Passage shown below:

Pacific Northwest Research Institute
- Formation: 1956; 70 years ago
- Type: Nonprofit organization
- Headquarters: Seattle, Washington, U.S.
- Website: pnri.org
- Formerly called: Pacific Northwest Diabetes Research Institute

= Pacific Northwest Diabetes Research Institute =

US non-profit medical research institute

The Pacific Northwest Research Institute (PNRI) is a private non-profit biomedical and clinical research institute in the northwest United States, located in Seattle, Washington.

Founded to investigate heart surgery, cancer, and endocrine diseases, its current focus is pioneering genetic research to find new solutions to improve human health.

==History==
The first such institute in the Pacific Northwest, it was created in 1956 by William B. Hutchinson as the Pacific Northwest Research Foundation (PNRF). A second-generation physician, founder Hutchinson (1909–1997) was a surgeon and an older brother of Major League Baseball pitcher and manager Fred Hutchinson, who died of lung cancer at age 45 in 1964.

In 1972, PNRF received federal funding under the National Cancer Act of 1971 with the help of U.S. Senator Warren G. Magnuson to create in Seattle one of the 15 new cancer centers called for under 1971 Act; the Fred Hutchinson Cancer Research Center was founded in 1972 and its building opened 3 years later.

===Name===
The organization was founded in 1956 as the Pacific Northwest Research Foundation, whose name is still on the exterior of the building. In 1997 the organization changed its name to Pacific Northwest Research Institute. In 2008 the organization changed its name to Pacific Northwest Diabetes Research Institute. In 2017, the organization returned to the name, Pacific Northwest Research Institute.

==Staff==
The institute has 85 employees in 6 investigative teams. The current president and CEO is John Wecker.

==Community involvement==
Each year the institute hosts one of the Northwest's most successful wine events featuring one of the largest blind wine tasting games in the Puget Sound area. Boutique wineries from Washington State partner with the institute to make An Evening of Wine feature Washington State's latest varietals.

End of Passage shown.

In the passage on the Pacific Northwest Research Institute, what name did the organization take in 2008? These rows were drawn from a separate source.

Provided information below:

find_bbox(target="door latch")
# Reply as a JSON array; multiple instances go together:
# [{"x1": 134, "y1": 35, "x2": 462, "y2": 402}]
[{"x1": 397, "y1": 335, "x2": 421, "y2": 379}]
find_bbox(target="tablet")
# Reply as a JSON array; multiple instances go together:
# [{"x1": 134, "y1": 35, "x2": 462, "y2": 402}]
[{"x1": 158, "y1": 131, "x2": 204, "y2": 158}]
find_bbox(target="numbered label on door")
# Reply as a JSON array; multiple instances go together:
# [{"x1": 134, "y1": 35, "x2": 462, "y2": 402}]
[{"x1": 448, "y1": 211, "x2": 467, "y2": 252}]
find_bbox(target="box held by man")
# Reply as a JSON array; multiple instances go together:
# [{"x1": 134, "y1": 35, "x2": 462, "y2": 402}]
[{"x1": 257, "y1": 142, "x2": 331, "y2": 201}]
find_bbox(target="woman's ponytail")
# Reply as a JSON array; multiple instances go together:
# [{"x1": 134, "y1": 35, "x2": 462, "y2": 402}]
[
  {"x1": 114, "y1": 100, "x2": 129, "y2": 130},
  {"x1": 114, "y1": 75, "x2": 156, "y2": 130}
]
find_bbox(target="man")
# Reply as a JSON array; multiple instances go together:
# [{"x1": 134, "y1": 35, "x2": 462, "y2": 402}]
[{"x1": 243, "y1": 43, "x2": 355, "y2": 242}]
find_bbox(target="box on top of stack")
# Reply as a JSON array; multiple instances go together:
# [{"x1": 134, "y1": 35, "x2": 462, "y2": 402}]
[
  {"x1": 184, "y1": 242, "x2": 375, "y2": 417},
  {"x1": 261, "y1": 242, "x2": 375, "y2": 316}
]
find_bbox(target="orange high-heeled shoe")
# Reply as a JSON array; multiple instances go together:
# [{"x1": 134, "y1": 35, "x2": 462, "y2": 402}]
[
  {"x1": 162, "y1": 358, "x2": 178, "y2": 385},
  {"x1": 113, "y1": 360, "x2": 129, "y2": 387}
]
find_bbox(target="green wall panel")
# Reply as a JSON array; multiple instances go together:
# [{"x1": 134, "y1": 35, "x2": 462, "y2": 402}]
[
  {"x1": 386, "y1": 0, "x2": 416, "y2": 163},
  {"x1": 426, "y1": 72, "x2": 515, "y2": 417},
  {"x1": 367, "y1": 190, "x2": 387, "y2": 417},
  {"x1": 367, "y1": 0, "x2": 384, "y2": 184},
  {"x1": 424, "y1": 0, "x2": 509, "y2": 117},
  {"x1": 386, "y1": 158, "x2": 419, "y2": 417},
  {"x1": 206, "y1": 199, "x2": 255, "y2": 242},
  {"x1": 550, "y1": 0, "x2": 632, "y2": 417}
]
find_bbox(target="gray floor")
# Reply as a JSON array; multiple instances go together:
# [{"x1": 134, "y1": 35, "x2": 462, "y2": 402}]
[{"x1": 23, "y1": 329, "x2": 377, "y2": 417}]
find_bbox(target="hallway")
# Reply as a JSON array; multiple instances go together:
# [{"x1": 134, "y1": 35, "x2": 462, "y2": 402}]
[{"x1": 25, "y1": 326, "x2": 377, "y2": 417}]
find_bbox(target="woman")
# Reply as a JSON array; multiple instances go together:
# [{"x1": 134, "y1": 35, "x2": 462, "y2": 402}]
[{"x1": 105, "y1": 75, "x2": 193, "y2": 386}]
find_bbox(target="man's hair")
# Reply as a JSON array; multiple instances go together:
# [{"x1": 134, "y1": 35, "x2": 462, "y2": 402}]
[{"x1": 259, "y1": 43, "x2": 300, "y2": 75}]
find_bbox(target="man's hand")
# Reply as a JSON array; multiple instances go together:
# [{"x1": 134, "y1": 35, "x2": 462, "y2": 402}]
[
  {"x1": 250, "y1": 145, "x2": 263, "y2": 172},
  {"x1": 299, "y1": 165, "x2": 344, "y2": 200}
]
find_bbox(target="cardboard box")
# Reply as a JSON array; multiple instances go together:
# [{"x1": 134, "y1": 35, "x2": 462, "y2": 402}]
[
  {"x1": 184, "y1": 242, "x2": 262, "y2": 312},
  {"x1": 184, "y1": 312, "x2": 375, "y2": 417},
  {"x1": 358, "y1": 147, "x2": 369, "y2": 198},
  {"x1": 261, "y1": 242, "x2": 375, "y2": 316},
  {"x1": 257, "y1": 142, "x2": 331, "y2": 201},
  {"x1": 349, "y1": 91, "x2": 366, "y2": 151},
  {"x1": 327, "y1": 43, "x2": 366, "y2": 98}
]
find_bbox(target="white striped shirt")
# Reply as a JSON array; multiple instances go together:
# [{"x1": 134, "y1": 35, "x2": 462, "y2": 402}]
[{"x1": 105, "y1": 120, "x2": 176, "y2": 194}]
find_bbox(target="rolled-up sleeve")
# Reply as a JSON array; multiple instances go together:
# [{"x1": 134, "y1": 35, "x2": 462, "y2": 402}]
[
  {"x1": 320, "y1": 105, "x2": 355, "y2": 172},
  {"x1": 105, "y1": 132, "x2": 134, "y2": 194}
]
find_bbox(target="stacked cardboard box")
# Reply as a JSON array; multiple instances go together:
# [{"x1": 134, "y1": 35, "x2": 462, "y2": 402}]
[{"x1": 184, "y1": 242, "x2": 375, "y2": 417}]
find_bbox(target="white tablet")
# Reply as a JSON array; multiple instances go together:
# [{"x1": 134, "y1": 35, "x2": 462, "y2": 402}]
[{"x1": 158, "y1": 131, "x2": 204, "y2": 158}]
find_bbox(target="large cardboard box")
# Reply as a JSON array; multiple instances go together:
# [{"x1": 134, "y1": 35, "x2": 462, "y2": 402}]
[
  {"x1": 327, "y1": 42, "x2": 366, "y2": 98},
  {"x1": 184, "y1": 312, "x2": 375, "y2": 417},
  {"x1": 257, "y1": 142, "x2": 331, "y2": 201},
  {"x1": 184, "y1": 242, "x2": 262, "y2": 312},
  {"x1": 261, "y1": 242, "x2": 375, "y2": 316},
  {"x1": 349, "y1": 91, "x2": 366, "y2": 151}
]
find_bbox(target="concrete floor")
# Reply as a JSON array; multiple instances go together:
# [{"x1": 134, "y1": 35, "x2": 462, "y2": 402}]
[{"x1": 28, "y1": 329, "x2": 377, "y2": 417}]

End of Provided information.

Exercise result:
Pacific Northwest Diabetes Research Institute